STATED EXERCISE | Return all of the rows below unchanged, omitting the pictures.
# DATA FOR THIS EXERCISE start
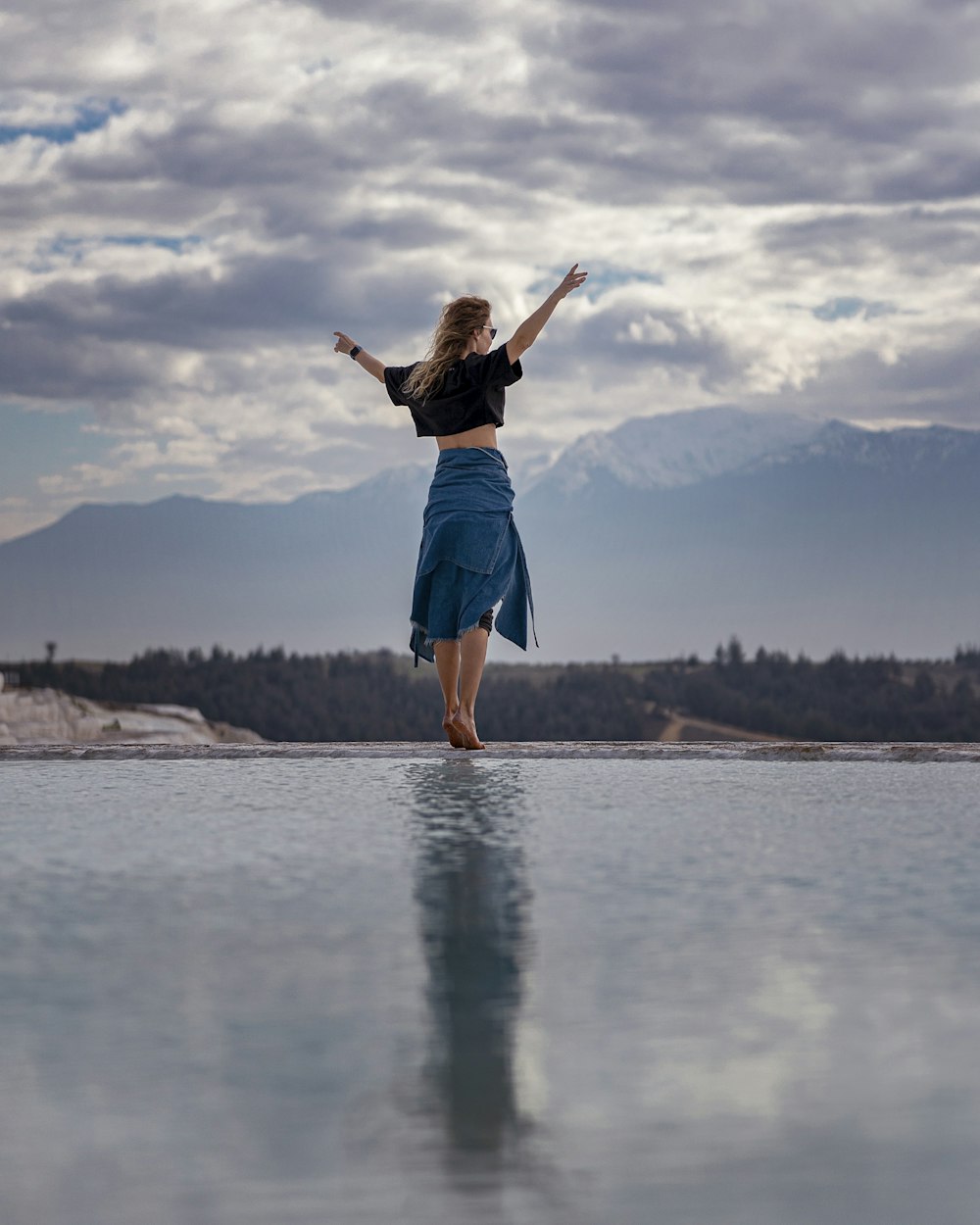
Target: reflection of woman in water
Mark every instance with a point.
(470, 557)
(474, 911)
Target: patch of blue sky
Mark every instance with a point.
(602, 278)
(851, 308)
(89, 117)
(42, 444)
(74, 249)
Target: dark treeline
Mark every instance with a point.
(363, 696)
(378, 696)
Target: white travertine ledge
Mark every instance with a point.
(43, 716)
(581, 750)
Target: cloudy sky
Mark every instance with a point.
(778, 205)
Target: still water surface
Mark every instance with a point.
(489, 991)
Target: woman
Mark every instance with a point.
(470, 555)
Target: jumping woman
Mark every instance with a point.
(470, 557)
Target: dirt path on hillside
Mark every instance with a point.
(677, 723)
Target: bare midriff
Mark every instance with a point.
(483, 436)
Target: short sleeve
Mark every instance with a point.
(393, 378)
(494, 368)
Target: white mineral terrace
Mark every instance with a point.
(760, 751)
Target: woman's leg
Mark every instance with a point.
# DATA FOR THIS EXERCISE end
ANSWER TO THIS PROBLEM |
Target: reflection of woman in water
Mark every instance with a point.
(470, 557)
(474, 911)
Target: patch of blue sky
Mark every instance with a point.
(602, 278)
(851, 308)
(89, 117)
(42, 444)
(74, 249)
Target: dark treeline
Mark every instance with a point.
(363, 696)
(378, 696)
Target: white travertine ledge
Mark every instance with a point.
(43, 716)
(581, 750)
Target: cloudy sky
Mark every instance with a point.
(778, 205)
Target: still water surface
Mark every instance with a point.
(489, 991)
Target: woman
Mark every instance with a point.
(470, 555)
Target: jumping woman
Mark every instance with a point.
(470, 557)
Target: dirt path on hillside
Mark every instance with a point.
(677, 723)
Target: bare midriff
Mark every instance with a point.
(483, 436)
Target: short sleeve
Mark every instance with a point.
(393, 378)
(494, 368)
Target: white mineral terrace
Mark every instance with a point.
(760, 751)
Target: woman's leg
Mark every instance with a point.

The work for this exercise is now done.